* _WHAT YOU WILL DO_:
Return, from the lines below, each one that includes the word "mark".

##############################

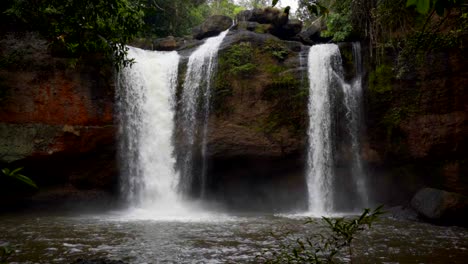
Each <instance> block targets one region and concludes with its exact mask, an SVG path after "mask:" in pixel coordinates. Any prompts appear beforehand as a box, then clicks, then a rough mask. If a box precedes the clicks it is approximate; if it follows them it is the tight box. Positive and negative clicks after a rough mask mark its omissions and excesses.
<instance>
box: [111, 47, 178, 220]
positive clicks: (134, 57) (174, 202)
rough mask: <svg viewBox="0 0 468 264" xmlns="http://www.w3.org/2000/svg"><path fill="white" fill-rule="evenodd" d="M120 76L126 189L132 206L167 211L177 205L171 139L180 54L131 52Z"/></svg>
mask: <svg viewBox="0 0 468 264" xmlns="http://www.w3.org/2000/svg"><path fill="white" fill-rule="evenodd" d="M128 57H129V58H133V59H135V63H134V64H133V65H132V66H131V67H126V68H124V69H122V72H121V73H119V76H118V89H117V102H118V117H119V136H120V142H121V144H120V156H121V162H120V163H121V166H122V168H121V173H122V174H123V175H122V188H123V189H124V190H123V192H124V194H125V195H126V196H127V197H126V198H127V201H128V202H129V203H130V205H131V206H133V207H137V208H144V209H148V210H160V211H166V209H168V208H174V206H175V205H176V204H178V196H177V193H176V186H177V184H178V181H179V176H178V174H177V173H176V171H175V169H174V165H175V158H174V156H173V154H174V146H173V143H172V136H173V130H174V112H175V111H174V105H175V104H174V94H175V87H176V83H177V71H178V64H179V55H178V54H177V53H176V52H157V51H146V50H141V49H137V48H132V47H130V48H129V52H128Z"/></svg>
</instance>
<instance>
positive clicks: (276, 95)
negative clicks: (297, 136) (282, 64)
mask: <svg viewBox="0 0 468 264" xmlns="http://www.w3.org/2000/svg"><path fill="white" fill-rule="evenodd" d="M265 72H267V73H269V76H270V77H269V78H271V83H270V84H269V85H268V86H267V87H266V88H265V90H264V92H263V96H264V97H265V99H267V100H269V101H273V102H275V104H274V107H273V109H271V112H270V114H269V115H268V117H267V118H266V120H264V122H263V123H262V124H261V125H260V126H259V128H258V129H259V131H261V132H263V133H266V134H271V133H274V132H277V131H278V129H279V128H281V127H285V128H288V129H289V131H290V132H293V133H298V132H300V131H302V128H303V126H304V124H305V119H306V117H305V116H304V115H305V112H304V107H306V105H307V99H308V89H307V88H304V87H302V83H301V81H300V80H299V79H297V78H296V76H294V75H293V74H292V73H291V72H288V71H287V68H286V67H284V66H279V65H274V64H269V65H266V67H265Z"/></svg>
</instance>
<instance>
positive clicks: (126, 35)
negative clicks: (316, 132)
mask: <svg viewBox="0 0 468 264" xmlns="http://www.w3.org/2000/svg"><path fill="white" fill-rule="evenodd" d="M10 2H11V4H10V6H9V8H8V9H7V10H6V11H5V12H4V14H5V15H7V16H10V17H12V18H15V19H16V20H17V21H20V22H22V23H24V24H25V25H27V26H28V27H29V28H30V29H31V30H34V31H38V32H40V33H41V34H42V35H43V36H44V37H45V38H47V39H48V41H49V43H50V45H51V47H53V49H55V50H56V51H57V53H60V54H61V56H65V57H70V58H78V59H79V58H82V57H83V56H86V55H89V54H91V55H95V54H102V55H104V59H106V60H108V61H110V62H113V63H114V65H115V67H116V68H117V69H120V68H122V67H125V66H128V65H130V64H131V63H132V60H131V59H129V58H127V47H126V46H125V44H126V43H128V42H129V41H130V40H132V39H133V38H134V37H135V36H136V35H137V34H138V32H139V30H140V29H141V27H142V25H143V20H142V18H143V12H142V10H141V7H140V5H139V1H130V0H79V1H78V0H69V1H62V0H44V1H31V0H11V1H10Z"/></svg>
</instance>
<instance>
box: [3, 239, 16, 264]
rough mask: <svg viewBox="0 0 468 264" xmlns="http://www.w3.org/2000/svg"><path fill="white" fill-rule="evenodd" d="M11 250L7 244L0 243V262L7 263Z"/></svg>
mask: <svg viewBox="0 0 468 264" xmlns="http://www.w3.org/2000/svg"><path fill="white" fill-rule="evenodd" d="M13 252H14V250H13V248H12V247H11V246H10V245H9V244H3V245H0V264H7V263H8V262H7V260H8V258H10V256H11V254H13Z"/></svg>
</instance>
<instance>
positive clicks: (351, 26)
mask: <svg viewBox="0 0 468 264" xmlns="http://www.w3.org/2000/svg"><path fill="white" fill-rule="evenodd" d="M326 23H327V30H325V31H322V32H321V36H323V37H333V41H345V40H346V39H348V38H349V36H350V35H351V33H352V32H353V25H352V24H351V15H350V13H345V14H337V13H331V14H329V15H328V16H327V19H326Z"/></svg>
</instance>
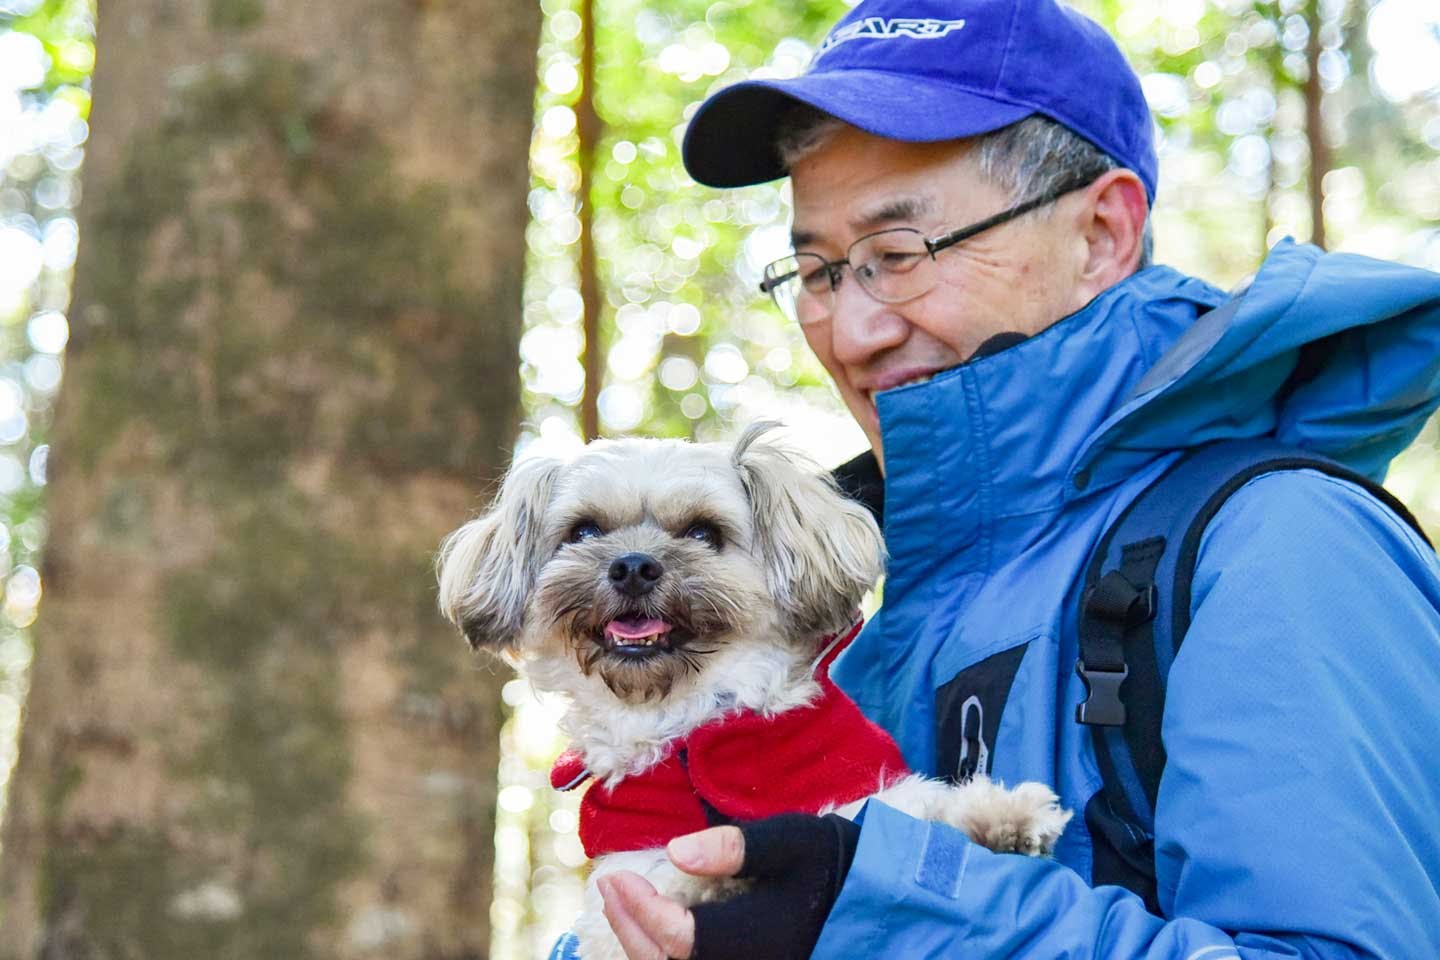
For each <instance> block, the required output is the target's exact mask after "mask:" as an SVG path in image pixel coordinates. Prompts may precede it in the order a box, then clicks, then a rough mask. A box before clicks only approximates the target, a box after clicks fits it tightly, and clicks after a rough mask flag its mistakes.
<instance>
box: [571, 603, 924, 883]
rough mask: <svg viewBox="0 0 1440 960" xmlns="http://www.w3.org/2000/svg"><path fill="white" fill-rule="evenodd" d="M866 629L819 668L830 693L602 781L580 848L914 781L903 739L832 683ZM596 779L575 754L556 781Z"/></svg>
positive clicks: (782, 808)
mask: <svg viewBox="0 0 1440 960" xmlns="http://www.w3.org/2000/svg"><path fill="white" fill-rule="evenodd" d="M858 632H860V625H858V623H857V625H855V626H854V628H852V629H851V630H850V632H848V633H847V635H845V636H844V638H842V639H841V640H838V642H837V643H835V645H834V646H832V648H831V649H829V651H828V652H827V653H825V655H824V656H822V658H821V661H819V665H818V666H816V668H815V679H816V681H818V682H819V688H821V695H819V697H818V698H816V699H815V701H812V702H809V704H806V705H805V707H796V708H793V710H788V711H785V712H782V714H775V715H772V717H765V715H762V714H757V712H755V711H737V712H730V714H726V715H723V717H719V718H716V720H713V721H710V723H708V724H704V725H703V727H697V728H696V730H693V731H691V733H690V734H688V735H685V737H678V738H675V740H674V741H671V743H670V750H668V753H667V754H665V759H664V760H661V761H660V763H658V764H655V766H654V767H651V769H649V770H645V771H644V773H639V774H635V776H631V777H625V779H624V780H621V782H619V783H616V784H613V786H605V784H603V783H596V784H593V786H592V787H590V789H589V790H586V793H585V799H583V800H582V802H580V843H583V845H585V853H586V855H588V856H590V858H592V859H593V858H596V856H600V855H603V853H616V852H619V851H642V849H651V848H655V846H664V845H665V843H668V842H670V841H671V838H675V836H680V835H683V833H693V832H696V830H703V829H706V828H707V826H713V823H711V822H710V818H708V816H707V812H706V805H708V806H710V807H713V809H714V810H716V812H719V813H720V815H723V816H724V818H733V819H736V820H755V819H760V818H765V816H773V815H776V813H796V812H799V813H815V812H818V810H819V809H821V807H825V806H834V805H840V803H850V802H851V800H858V799H861V797H865V796H870V794H871V793H874V792H876V790H878V789H880V787H881V786H887V784H890V783H893V782H896V780H897V779H900V777H903V776H906V774H907V773H909V770H907V769H906V764H904V760H903V759H901V757H900V748H899V747H897V746H896V743H894V740H891V738H890V735H888V734H887V733H886V731H883V730H881V728H880V727H877V725H876V724H873V723H870V721H868V720H867V718H865V715H864V714H861V712H860V708H858V707H855V704H854V701H851V699H850V697H847V695H845V694H844V692H841V689H840V687H837V685H835V682H834V681H831V678H829V665H831V662H832V661H834V659H835V656H837V655H838V653H840V652H841V651H842V649H844V648H845V646H848V645H850V642H851V640H852V639H854V638H855V635H857V633H858ZM589 777H590V773H589V770H586V769H585V761H583V760H582V759H580V754H579V753H576V751H573V750H566V751H564V753H563V754H560V759H559V760H556V763H554V767H553V769H552V770H550V784H552V786H554V787H556V789H557V790H572V789H575V787H577V786H579V784H582V783H585V780H588V779H589Z"/></svg>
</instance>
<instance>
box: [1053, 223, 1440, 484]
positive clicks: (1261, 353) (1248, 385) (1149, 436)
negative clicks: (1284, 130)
mask: <svg viewBox="0 0 1440 960" xmlns="http://www.w3.org/2000/svg"><path fill="white" fill-rule="evenodd" d="M1437 403H1440V273H1433V272H1430V271H1421V269H1416V268H1407V266H1400V265H1395V263H1385V262H1381V261H1374V259H1369V258H1364V256H1355V255H1348V253H1329V255H1328V253H1323V252H1322V250H1319V249H1318V248H1315V246H1309V245H1303V246H1300V245H1296V243H1293V242H1290V240H1283V242H1282V243H1280V245H1277V246H1276V248H1274V250H1272V253H1270V256H1269V258H1267V259H1266V262H1264V265H1263V266H1261V269H1260V272H1259V275H1257V276H1256V279H1254V282H1253V284H1251V286H1250V288H1248V291H1246V294H1244V296H1243V301H1241V304H1240V308H1238V311H1237V312H1236V314H1233V315H1231V317H1230V318H1228V322H1221V324H1215V322H1207V318H1205V317H1201V318H1200V320H1198V321H1197V322H1194V324H1192V325H1191V327H1189V328H1188V330H1187V331H1185V332H1184V335H1181V337H1179V338H1178V341H1176V343H1175V344H1174V345H1172V347H1171V348H1169V350H1168V351H1166V354H1165V356H1164V357H1162V358H1161V360H1159V363H1156V364H1155V366H1153V367H1152V368H1151V370H1149V371H1148V373H1146V374H1145V377H1142V379H1140V380H1139V381H1138V383H1136V384H1135V387H1133V390H1132V393H1130V396H1129V397H1128V399H1126V402H1125V403H1123V404H1122V406H1120V407H1119V409H1117V410H1116V412H1115V413H1113V415H1112V416H1110V417H1109V419H1106V420H1104V422H1103V423H1102V425H1099V427H1097V429H1096V430H1094V432H1093V435H1092V438H1090V439H1089V440H1087V442H1086V443H1084V445H1083V448H1081V452H1080V456H1079V459H1077V462H1076V469H1090V471H1092V472H1093V474H1094V481H1096V482H1097V484H1099V485H1103V484H1106V482H1113V481H1115V479H1119V478H1122V476H1125V475H1129V474H1132V472H1133V471H1135V469H1136V466H1138V465H1139V463H1143V462H1148V461H1151V459H1153V458H1155V455H1156V453H1161V452H1165V450H1176V449H1184V448H1188V446H1195V445H1200V443H1205V442H1208V440H1214V439H1224V438H1250V436H1274V438H1276V439H1279V440H1282V442H1284V443H1290V445H1293V446H1297V448H1302V449H1308V450H1315V452H1318V453H1323V455H1326V456H1331V458H1333V459H1336V461H1339V462H1342V463H1345V465H1346V466H1351V468H1352V469H1355V471H1359V472H1361V474H1365V475H1367V476H1369V478H1371V479H1375V481H1381V479H1384V475H1385V469H1387V468H1388V465H1390V461H1391V459H1392V458H1394V456H1395V455H1397V453H1400V452H1401V450H1403V449H1405V446H1408V445H1410V442H1411V440H1414V439H1416V435H1418V432H1420V429H1421V427H1423V426H1424V423H1426V420H1427V419H1428V416H1430V415H1431V413H1433V412H1434V409H1436V406H1437Z"/></svg>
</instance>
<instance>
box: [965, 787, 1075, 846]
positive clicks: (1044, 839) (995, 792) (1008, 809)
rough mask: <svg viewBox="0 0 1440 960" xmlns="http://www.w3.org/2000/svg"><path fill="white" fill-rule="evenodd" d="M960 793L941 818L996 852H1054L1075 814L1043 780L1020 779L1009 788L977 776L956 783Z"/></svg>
mask: <svg viewBox="0 0 1440 960" xmlns="http://www.w3.org/2000/svg"><path fill="white" fill-rule="evenodd" d="M955 794H956V796H955V797H953V802H952V803H949V805H946V807H948V809H946V810H943V812H942V818H940V819H943V820H945V822H948V823H950V826H956V828H959V829H962V830H965V833H966V836H969V838H971V839H972V841H975V842H976V843H979V845H981V846H986V848H989V849H992V851H995V852H996V853H1025V855H1027V856H1050V853H1051V852H1053V851H1054V849H1056V841H1058V839H1060V833H1061V832H1063V830H1064V829H1066V823H1068V822H1070V818H1071V812H1070V810H1064V809H1061V807H1060V797H1057V796H1056V794H1054V792H1053V790H1051V789H1050V787H1047V786H1045V784H1044V783H1021V784H1020V786H1018V787H1015V789H1012V790H1007V789H1005V787H1004V786H1001V784H998V783H994V782H991V780H988V779H985V777H975V779H973V780H971V782H969V783H963V784H960V786H959V787H956V789H955Z"/></svg>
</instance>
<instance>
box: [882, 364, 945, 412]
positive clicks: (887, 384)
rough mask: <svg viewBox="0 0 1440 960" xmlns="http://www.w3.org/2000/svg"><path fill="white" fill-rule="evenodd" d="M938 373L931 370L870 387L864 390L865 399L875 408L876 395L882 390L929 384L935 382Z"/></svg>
mask: <svg viewBox="0 0 1440 960" xmlns="http://www.w3.org/2000/svg"><path fill="white" fill-rule="evenodd" d="M939 373H940V371H939V370H932V371H930V373H922V374H917V376H913V377H906V379H903V380H897V381H894V383H886V384H881V386H878V387H870V389H867V390H865V399H867V400H870V406H876V394H877V393H881V391H884V390H896V389H899V387H909V386H912V384H916V383H930V381H932V380H935V377H936V374H939Z"/></svg>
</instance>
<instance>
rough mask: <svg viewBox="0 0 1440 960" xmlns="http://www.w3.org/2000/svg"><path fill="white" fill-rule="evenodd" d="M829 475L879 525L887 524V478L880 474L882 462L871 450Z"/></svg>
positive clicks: (864, 453) (841, 490) (846, 494)
mask: <svg viewBox="0 0 1440 960" xmlns="http://www.w3.org/2000/svg"><path fill="white" fill-rule="evenodd" d="M829 475H831V476H834V478H835V484H837V485H840V489H841V491H842V492H844V494H845V497H850V498H851V499H858V501H860V502H861V504H864V507H865V510H868V511H870V514H871V515H873V517H874V518H876V522H877V524H881V525H883V524H884V522H886V478H884V476H883V475H881V474H880V462H878V461H877V459H876V455H874V453H873V452H871V450H865V452H864V453H861V455H860V456H857V458H855V459H852V461H845V462H844V463H841V465H840V466H837V468H835V469H832V471H831V472H829Z"/></svg>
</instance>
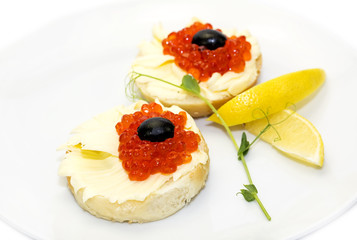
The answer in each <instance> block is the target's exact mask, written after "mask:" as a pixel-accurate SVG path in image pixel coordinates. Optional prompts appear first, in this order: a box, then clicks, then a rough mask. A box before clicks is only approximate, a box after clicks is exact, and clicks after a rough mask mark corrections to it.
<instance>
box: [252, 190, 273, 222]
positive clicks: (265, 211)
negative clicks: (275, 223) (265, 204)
mask: <svg viewBox="0 0 357 240" xmlns="http://www.w3.org/2000/svg"><path fill="white" fill-rule="evenodd" d="M253 196H254V198H255V200H256V201H257V203H258V204H259V206H260V208H261V209H262V211H263V213H264V215H265V216H266V218H267V219H268V220H269V221H271V217H270V215H269V213H268V211H267V210H266V209H265V207H264V205H263V203H262V202H261V201H260V199H259V197H258V195H257V194H253Z"/></svg>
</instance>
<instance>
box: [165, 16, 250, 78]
mask: <svg viewBox="0 0 357 240" xmlns="http://www.w3.org/2000/svg"><path fill="white" fill-rule="evenodd" d="M203 29H212V25H211V24H209V23H206V24H203V23H200V22H195V23H194V24H192V25H191V26H189V27H186V28H184V29H182V30H180V31H178V32H172V33H170V34H169V35H168V37H167V38H165V39H164V40H163V41H162V46H163V47H164V51H163V52H164V54H165V55H172V56H174V57H175V63H176V65H177V66H179V67H180V68H181V69H183V70H184V71H186V72H187V73H189V74H191V75H192V76H194V77H195V78H196V79H198V80H199V81H207V80H208V79H209V78H210V77H211V76H212V74H213V73H215V72H218V73H220V74H222V75H223V74H224V73H226V72H228V71H233V72H236V73H240V72H243V71H244V68H245V61H249V60H250V59H251V53H250V49H251V44H250V43H249V42H247V41H246V37H245V36H240V37H236V36H232V37H230V38H228V37H227V40H226V43H225V45H224V46H223V47H219V48H217V49H215V50H208V49H205V48H204V47H200V46H198V45H196V44H192V43H191V41H192V38H193V36H194V35H195V34H196V33H197V32H198V31H201V30H203ZM216 30H217V31H220V32H222V31H221V30H220V29H216Z"/></svg>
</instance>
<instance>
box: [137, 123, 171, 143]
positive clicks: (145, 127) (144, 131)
mask: <svg viewBox="0 0 357 240" xmlns="http://www.w3.org/2000/svg"><path fill="white" fill-rule="evenodd" d="M174 130H175V125H174V124H173V123H172V122H171V121H170V120H168V119H166V118H162V117H153V118H149V119H146V120H145V121H144V122H142V123H141V124H140V126H139V127H138V135H139V138H140V139H141V140H147V141H150V142H163V141H165V140H166V139H168V138H173V137H174Z"/></svg>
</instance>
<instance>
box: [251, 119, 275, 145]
mask: <svg viewBox="0 0 357 240" xmlns="http://www.w3.org/2000/svg"><path fill="white" fill-rule="evenodd" d="M270 126H271V125H270V123H268V125H266V126H265V128H264V129H263V130H261V131H260V133H259V134H258V135H257V136H256V137H255V138H254V140H253V141H252V142H251V143H250V144H249V146H248V148H250V147H251V146H252V145H253V144H254V143H255V142H256V141H257V140H258V139H259V138H260V136H261V135H262V134H263V133H265V132H266V131H267V130H268V129H269V128H270Z"/></svg>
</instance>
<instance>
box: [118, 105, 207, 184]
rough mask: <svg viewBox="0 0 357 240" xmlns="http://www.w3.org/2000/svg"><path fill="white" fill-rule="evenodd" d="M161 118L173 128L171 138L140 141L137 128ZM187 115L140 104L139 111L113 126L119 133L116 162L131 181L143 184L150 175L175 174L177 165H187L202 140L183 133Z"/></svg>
mask: <svg viewBox="0 0 357 240" xmlns="http://www.w3.org/2000/svg"><path fill="white" fill-rule="evenodd" d="M152 117H162V118H166V119H169V120H170V121H171V122H172V123H173V124H174V125H175V130H174V137H173V138H168V139H166V140H165V141H163V142H150V141H146V140H141V139H140V138H139V136H138V132H137V129H138V127H139V126H140V124H141V123H142V122H143V121H145V120H146V119H148V118H152ZM186 121H187V115H186V113H185V112H183V111H182V112H179V114H175V113H172V112H169V111H163V109H162V107H161V105H159V104H157V103H154V102H152V103H150V104H143V105H142V107H141V110H140V111H137V112H135V113H133V114H125V115H123V117H122V119H121V121H120V122H118V123H117V125H116V126H115V128H116V131H117V133H118V134H119V149H118V150H119V159H120V160H121V161H122V166H123V168H124V169H125V170H126V171H127V173H128V175H129V179H130V180H132V181H143V180H145V179H147V178H148V177H149V176H150V175H151V174H155V173H159V172H160V173H163V174H170V173H174V172H175V171H176V169H177V166H179V165H182V164H184V163H189V162H190V161H191V159H192V156H191V153H192V152H194V151H196V150H197V148H198V143H199V142H200V141H201V138H200V136H199V135H198V134H196V133H195V132H192V131H185V130H184V128H185V125H186Z"/></svg>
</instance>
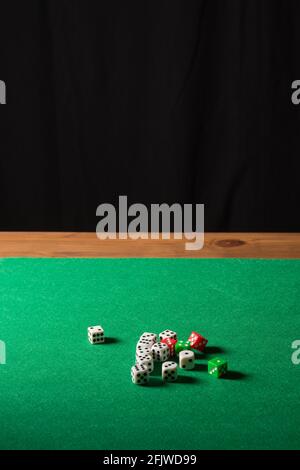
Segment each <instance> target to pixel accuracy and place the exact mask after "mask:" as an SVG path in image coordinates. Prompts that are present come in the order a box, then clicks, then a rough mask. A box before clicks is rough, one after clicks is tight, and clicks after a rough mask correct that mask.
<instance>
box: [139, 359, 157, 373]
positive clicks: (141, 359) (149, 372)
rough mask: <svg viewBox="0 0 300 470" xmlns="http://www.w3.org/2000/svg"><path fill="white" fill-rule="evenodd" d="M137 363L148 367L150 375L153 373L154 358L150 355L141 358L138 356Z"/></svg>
mask: <svg viewBox="0 0 300 470" xmlns="http://www.w3.org/2000/svg"><path fill="white" fill-rule="evenodd" d="M136 363H137V364H138V365H144V366H146V367H147V369H148V371H149V374H151V372H153V369H154V363H153V359H152V356H150V355H149V354H148V355H144V354H141V355H140V356H138V357H137V358H136Z"/></svg>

##############################

* _ANSWER BOX_:
Each <instance> block targets one region and concludes with its exact mask, an SVG path after "mask:" in pixel coordinates. Any prompts appear beforehand as a box, then clicks, then a rough mask. If a box precedes the clicks it is approximate; if it follows them it is the tight box. Positive and negative clicks after a rough mask mark its omissions and excesses.
The answer in each <instance> block is the target's exact mask, written after "mask:" as a pixel-accurate SVG path in image pixel coordinates. Optional prompts appear first, in this order: a box, then clicks, then a rough mask. A box before clicks is only approximate, a box after clicks is exact, and clicks after a rough mask mark corrections to it.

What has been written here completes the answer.